Rewrite the entries below, replacing every occurrence of "one per line" with "each on its own line" and leaving everything else unchanged.

----- Data shown -----

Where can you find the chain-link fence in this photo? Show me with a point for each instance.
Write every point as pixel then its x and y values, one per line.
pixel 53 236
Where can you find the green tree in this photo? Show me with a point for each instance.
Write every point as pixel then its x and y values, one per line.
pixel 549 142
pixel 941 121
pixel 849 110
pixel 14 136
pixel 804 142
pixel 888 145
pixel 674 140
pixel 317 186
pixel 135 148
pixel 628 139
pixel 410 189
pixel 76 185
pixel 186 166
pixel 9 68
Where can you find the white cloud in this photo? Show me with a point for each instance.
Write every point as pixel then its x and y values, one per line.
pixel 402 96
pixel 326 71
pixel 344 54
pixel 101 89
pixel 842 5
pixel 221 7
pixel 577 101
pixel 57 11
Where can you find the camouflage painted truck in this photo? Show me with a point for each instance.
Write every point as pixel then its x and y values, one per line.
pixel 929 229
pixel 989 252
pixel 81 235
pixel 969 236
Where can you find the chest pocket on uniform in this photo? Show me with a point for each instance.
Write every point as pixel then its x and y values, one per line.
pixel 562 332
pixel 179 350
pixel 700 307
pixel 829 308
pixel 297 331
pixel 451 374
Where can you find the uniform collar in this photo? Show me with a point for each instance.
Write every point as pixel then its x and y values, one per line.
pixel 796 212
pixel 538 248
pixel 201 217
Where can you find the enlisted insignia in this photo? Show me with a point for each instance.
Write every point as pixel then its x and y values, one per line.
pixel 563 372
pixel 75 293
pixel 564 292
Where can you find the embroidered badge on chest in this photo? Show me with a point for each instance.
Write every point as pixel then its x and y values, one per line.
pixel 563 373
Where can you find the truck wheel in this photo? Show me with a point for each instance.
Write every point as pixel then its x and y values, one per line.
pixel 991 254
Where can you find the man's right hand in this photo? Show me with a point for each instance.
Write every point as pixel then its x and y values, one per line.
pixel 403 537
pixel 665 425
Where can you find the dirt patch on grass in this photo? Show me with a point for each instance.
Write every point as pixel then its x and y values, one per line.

-----

▶ Solved problem
Where can you find the chain-link fence in this photo? Show me with a point for each instance.
Write every point as pixel then its x and y values, each on its own line.
pixel 53 236
Where can you find the green tree in this photo? Show me with a point for each instance.
Write every point as pixel then its x and y values, each on its own line.
pixel 549 142
pixel 941 121
pixel 849 110
pixel 14 136
pixel 804 142
pixel 888 145
pixel 674 140
pixel 317 186
pixel 135 148
pixel 628 139
pixel 410 189
pixel 76 185
pixel 186 166
pixel 9 68
Where can you find the white cloud in this photo? Show me with a point for each instance.
Write every point as pixel then its x and y values, each on its own line.
pixel 402 96
pixel 326 71
pixel 344 54
pixel 101 89
pixel 842 5
pixel 221 7
pixel 577 101
pixel 57 11
Where can you find the camouflage painted truck in this photo? Show me with a point for each instance.
Write every point as pixel then its x and y values, each on its own line.
pixel 929 229
pixel 989 252
pixel 81 235
pixel 969 236
Where can you find the chest pocket on uniform in this photo? Show me with a point for each instance.
Write every point as pixel then its x and y values, each on its own line.
pixel 562 332
pixel 179 350
pixel 700 307
pixel 829 308
pixel 297 331
pixel 451 374
Where can you find the uniform collar in this photo? Show me with a point for each instance.
Write every point as pixel then its x and y values, each on its own line.
pixel 796 212
pixel 538 248
pixel 201 217
Where can you find the enlisted insignia in this photo? Show me with a point for each instance.
Write every point as pixel then its x and y values, each on its own line.
pixel 563 372
pixel 75 293
pixel 564 292
Where can you find the embroidered badge on chest in this photo? Show me with a point for each instance.
Write every point as pixel then its x and y values, each on its own line.
pixel 563 373
Where can you find the truck wheel in this photo? Show me with a point for each instance.
Write every point as pixel then its x and y values, each on its own line.
pixel 991 254
Where can you find the man's right hand in this photo? Show me with a point for each instance.
Write every point as pixel then its x and y values, each on its own line.
pixel 403 537
pixel 665 425
Where can you find the dirt patch on grass in this photo? Show me with a point for each instance.
Write every point as pixel then its x and y values, each on its own line.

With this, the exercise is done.